Give the items from the line containing "Labeling round 2. The target category is group" up to and including the line containing "[495,511,519,527]" as a Markdown table with the columns Row and Line. Number each row and leave out blank lines.

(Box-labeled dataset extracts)
<<<<

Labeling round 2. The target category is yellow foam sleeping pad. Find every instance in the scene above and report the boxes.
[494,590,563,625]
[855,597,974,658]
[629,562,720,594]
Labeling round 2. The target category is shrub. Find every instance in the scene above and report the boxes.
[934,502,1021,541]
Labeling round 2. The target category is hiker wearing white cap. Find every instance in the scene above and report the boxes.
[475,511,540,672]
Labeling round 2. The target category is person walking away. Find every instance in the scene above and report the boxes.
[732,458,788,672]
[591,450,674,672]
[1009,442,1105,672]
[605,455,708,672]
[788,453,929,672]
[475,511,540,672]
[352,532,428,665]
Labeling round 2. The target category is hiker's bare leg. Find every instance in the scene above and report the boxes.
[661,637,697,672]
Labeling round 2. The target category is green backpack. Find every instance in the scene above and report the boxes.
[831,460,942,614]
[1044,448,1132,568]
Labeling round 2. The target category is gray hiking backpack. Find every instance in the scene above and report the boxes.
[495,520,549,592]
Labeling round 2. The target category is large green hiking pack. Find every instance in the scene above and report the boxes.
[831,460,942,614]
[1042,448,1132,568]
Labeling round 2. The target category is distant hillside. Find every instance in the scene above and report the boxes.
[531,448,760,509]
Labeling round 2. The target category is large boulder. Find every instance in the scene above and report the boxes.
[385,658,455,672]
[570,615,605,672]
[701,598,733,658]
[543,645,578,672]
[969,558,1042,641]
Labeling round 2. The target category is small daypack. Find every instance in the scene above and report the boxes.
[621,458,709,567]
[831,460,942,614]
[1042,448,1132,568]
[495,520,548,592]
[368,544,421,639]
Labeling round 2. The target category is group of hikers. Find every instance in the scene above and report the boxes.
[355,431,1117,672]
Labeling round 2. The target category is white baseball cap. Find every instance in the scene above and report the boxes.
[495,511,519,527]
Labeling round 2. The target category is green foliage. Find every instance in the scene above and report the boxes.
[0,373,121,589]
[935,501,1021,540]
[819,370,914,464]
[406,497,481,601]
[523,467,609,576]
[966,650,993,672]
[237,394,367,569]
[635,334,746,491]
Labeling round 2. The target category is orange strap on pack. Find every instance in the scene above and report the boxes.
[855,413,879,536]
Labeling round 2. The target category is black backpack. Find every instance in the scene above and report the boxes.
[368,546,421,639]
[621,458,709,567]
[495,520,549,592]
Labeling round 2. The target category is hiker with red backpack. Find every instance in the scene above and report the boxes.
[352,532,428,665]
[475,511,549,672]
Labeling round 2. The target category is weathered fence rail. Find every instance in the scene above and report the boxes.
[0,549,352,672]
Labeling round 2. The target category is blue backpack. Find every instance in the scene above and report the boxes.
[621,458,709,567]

>>>>

## RESULT
| Row | Line |
|---|---|
| 1 | Labeling round 2. The target category is group of hikers. Find every instance in the scene above and report the boxes. |
| 2 | [355,431,1117,672] |
| 3 | Labeling round 2. The target category is white baseball cap. Find every instance in the scene above and report the boxes. |
| 4 | [495,511,519,527] |